* [TEXT SEGMENT]
This document introduces methods to avoid reported decoder misbehaviour at CRA access units. Reported decoder misbehaviours at CRA access units are caused by 1) parameter set mismatch and 2) failure to random access signalling and/or detection. In this document, informative notes to avoid the reported decoder misbehaviour at CRA access units are proposed, and also, a condition to set the value of HandleCraAsBlaFlag is proposed for clarification.

Remark: This sounds like a systems issue.

It was noted that issue 1 is related to contribution JCTVC-L0047. No action taken on issue 1.

It was commented by some participants that the proposed NOTE 4 in clause 7.4.1.4.1 seemed unneccesary. No action taken regarding the proposed NOTE 4.

Proposal 2 is phrased by the proponent as follows: "If seq_parameter_set_id is different from that of active sequence parameter set, HandleCraAsBlaFlag is set to 1." No action taken.

JCTVC-L0170 HEVC v1 scalability hook: long-term pictures with layer_id values [M. M. Hannuksela, A. Hallapuro (Nokia)]

The discussion in Track B was initially chaired by Y.-K. Wang.

It is proposed in this contribution to enable SHVC to use a long-term reference picture having nuh_layer_id equal to A as reference for inter prediction for a picture having nuh_layer_id greater than A. This functionality would, for example, enable storing a long-term reference picture at a low resolution and hence consume a relatively moderate amount of decoded picture buffer (DPB) memory rather than storing long-term reference pictures separately at each layer they are intended to be used as reference for inter prediction.

* [BRIEF 1] Extract every row below that contains the string "striped".

* [GIVEN DATA]
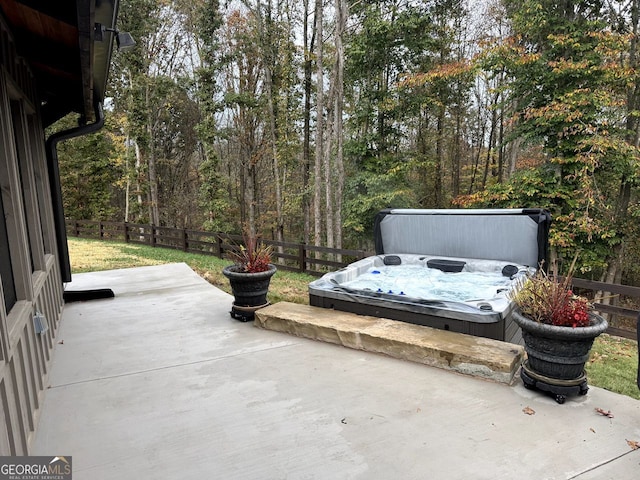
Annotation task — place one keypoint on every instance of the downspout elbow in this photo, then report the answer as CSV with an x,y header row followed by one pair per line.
x,y
56,188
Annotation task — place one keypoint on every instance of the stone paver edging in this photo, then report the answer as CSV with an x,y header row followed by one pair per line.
x,y
476,356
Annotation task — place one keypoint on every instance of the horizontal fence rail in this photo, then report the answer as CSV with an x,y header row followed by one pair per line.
x,y
295,257
298,257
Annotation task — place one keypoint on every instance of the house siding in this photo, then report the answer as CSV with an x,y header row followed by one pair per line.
x,y
25,355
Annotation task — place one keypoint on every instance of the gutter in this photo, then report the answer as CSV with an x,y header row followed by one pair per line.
x,y
56,189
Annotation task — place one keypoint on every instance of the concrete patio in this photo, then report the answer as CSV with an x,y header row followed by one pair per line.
x,y
159,382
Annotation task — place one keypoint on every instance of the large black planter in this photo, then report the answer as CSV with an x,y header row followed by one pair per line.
x,y
249,290
559,352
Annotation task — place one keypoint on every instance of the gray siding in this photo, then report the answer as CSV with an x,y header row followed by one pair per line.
x,y
25,355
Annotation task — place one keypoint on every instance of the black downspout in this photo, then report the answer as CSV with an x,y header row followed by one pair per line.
x,y
56,189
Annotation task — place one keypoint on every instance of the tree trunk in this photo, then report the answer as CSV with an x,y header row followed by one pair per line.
x,y
341,19
306,142
317,198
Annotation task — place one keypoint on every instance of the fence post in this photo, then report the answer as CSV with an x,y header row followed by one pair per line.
x,y
301,257
219,245
638,334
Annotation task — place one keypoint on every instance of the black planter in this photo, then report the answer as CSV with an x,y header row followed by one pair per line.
x,y
249,290
559,352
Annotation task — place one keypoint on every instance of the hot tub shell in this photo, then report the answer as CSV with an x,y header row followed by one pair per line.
x,y
485,240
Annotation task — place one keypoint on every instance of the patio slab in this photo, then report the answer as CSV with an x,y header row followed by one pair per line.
x,y
160,382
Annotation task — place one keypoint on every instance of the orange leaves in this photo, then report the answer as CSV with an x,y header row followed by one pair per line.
x,y
440,72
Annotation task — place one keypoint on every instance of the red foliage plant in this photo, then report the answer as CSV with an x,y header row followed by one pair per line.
x,y
252,257
547,300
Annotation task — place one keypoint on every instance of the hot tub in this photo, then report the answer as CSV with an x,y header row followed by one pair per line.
x,y
447,269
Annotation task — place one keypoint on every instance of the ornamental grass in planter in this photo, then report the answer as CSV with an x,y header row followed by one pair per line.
x,y
558,328
249,277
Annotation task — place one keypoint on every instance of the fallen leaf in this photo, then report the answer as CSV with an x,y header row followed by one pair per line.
x,y
606,413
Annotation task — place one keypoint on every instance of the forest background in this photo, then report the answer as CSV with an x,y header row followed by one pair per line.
x,y
300,119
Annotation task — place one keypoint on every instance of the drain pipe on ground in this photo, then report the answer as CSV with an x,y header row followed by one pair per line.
x,y
56,200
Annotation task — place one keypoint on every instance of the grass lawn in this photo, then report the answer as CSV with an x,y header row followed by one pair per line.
x,y
613,364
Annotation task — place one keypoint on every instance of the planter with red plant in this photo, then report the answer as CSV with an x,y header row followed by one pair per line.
x,y
249,276
558,328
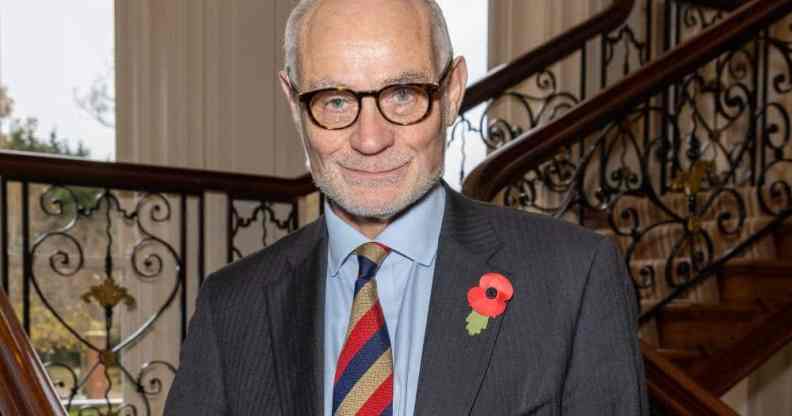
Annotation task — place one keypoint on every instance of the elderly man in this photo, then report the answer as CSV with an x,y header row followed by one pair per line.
x,y
405,297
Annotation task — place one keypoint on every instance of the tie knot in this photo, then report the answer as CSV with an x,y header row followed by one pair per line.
x,y
375,252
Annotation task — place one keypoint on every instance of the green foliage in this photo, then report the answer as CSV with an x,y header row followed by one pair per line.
x,y
23,136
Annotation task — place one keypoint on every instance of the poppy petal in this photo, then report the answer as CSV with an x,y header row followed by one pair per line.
x,y
499,282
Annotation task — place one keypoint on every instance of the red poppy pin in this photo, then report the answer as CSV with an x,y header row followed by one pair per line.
x,y
488,300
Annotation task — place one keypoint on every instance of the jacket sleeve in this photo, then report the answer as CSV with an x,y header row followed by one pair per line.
x,y
197,389
605,374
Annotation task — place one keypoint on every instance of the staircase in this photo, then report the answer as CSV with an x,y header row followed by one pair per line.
x,y
674,142
683,162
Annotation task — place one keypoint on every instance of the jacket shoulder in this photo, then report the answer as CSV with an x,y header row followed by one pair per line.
x,y
267,264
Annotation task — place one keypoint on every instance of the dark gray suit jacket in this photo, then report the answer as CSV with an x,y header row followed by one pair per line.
x,y
566,345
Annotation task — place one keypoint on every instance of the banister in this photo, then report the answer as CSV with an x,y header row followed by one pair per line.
x,y
728,5
510,162
538,59
675,391
25,388
139,177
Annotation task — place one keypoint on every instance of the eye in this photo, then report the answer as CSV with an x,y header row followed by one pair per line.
x,y
335,103
402,95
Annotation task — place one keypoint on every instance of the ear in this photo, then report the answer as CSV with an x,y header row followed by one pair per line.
x,y
456,88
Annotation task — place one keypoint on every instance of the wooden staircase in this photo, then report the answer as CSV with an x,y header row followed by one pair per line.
x,y
704,333
719,344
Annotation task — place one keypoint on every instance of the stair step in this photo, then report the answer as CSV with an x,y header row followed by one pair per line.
x,y
763,282
683,358
708,328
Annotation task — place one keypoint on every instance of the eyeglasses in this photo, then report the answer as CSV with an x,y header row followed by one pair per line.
x,y
400,104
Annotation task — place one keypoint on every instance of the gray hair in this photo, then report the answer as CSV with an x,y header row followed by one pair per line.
x,y
441,41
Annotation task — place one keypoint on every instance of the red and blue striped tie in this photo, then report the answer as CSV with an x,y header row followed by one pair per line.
x,y
364,373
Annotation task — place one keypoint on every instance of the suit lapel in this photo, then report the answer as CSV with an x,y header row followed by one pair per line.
x,y
295,306
454,363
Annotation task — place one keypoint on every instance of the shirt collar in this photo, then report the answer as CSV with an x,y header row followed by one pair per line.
x,y
414,234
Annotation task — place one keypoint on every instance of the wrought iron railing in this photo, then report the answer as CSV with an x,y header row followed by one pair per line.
x,y
683,160
546,82
102,261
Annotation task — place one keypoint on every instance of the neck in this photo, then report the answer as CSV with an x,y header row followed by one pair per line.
x,y
368,226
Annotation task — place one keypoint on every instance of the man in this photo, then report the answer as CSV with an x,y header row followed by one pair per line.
x,y
459,308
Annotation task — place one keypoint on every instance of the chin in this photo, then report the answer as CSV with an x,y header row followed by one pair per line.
x,y
382,201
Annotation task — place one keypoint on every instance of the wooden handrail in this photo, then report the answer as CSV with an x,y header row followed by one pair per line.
x,y
25,388
506,76
717,4
675,391
510,162
33,167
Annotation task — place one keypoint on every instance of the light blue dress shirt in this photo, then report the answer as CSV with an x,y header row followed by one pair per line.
x,y
404,286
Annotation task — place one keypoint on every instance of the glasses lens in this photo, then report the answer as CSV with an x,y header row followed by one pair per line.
x,y
404,104
334,109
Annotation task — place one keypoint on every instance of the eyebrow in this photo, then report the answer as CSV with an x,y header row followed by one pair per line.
x,y
403,78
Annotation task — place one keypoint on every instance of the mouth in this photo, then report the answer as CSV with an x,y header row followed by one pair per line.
x,y
362,174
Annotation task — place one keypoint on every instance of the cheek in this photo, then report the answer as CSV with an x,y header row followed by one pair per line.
x,y
322,144
428,142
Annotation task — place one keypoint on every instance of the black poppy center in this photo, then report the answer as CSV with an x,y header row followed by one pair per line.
x,y
491,293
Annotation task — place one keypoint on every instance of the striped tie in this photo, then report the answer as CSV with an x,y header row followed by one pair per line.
x,y
364,373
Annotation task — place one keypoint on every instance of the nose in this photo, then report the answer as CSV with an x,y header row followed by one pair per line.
x,y
374,133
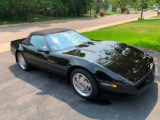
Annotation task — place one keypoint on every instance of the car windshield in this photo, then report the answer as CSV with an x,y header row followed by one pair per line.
x,y
64,40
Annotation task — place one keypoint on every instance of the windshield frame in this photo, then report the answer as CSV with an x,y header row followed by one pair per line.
x,y
54,50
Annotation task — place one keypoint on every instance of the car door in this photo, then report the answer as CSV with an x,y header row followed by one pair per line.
x,y
32,54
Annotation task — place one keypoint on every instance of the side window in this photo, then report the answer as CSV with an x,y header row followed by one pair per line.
x,y
37,41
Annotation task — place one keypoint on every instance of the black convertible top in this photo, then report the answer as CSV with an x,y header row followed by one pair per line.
x,y
45,32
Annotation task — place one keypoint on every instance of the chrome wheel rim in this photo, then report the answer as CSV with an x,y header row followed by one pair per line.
x,y
21,61
82,84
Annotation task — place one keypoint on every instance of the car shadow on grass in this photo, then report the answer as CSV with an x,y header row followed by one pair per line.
x,y
123,108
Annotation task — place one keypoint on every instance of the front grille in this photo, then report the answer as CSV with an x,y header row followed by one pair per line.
x,y
148,79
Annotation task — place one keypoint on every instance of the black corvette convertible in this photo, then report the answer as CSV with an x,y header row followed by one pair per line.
x,y
90,66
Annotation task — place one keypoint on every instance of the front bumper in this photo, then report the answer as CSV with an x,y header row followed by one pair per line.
x,y
134,89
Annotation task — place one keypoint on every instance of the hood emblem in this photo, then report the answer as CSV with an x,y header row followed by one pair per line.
x,y
137,61
134,70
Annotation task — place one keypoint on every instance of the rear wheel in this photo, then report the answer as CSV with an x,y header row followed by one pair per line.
x,y
84,84
22,62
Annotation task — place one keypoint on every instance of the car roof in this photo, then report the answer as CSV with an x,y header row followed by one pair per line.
x,y
45,32
49,31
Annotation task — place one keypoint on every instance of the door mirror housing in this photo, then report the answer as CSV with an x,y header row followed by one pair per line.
x,y
43,49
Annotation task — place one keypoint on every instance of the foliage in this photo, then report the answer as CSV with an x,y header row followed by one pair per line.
x,y
122,4
142,33
26,9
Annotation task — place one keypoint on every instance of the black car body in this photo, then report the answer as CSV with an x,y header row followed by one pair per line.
x,y
116,67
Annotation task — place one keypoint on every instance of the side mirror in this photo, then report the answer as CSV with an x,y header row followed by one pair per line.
x,y
43,49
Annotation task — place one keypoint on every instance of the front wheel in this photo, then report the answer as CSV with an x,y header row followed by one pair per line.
x,y
22,62
84,84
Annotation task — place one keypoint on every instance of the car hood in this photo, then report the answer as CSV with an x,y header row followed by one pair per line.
x,y
120,58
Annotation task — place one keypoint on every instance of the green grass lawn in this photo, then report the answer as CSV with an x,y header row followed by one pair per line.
x,y
112,13
143,33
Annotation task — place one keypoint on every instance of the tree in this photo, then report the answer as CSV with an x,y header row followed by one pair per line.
x,y
122,4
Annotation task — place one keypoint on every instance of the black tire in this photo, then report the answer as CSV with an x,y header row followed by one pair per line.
x,y
26,65
88,79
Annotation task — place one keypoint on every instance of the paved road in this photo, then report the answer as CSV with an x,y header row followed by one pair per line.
x,y
20,31
38,95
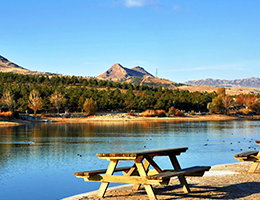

* [BRIEF 2] In the HEVC meeting notes, who initially chaired the Track B discussion?

* [EXERCISE OUTPUT 1]
Annotation task — place one keypoint on every instance of the red and blue striped tie in this photo, then report the answer as CSV with an x,y header row followed by one pair per line.
Annotation task — place one keypoint on every instance of the striped tie in this photo, then report the answer as CSV with an x,y header row followed by one pair per line.

* [EXERCISE OUTPUT 2] Y.-K. Wang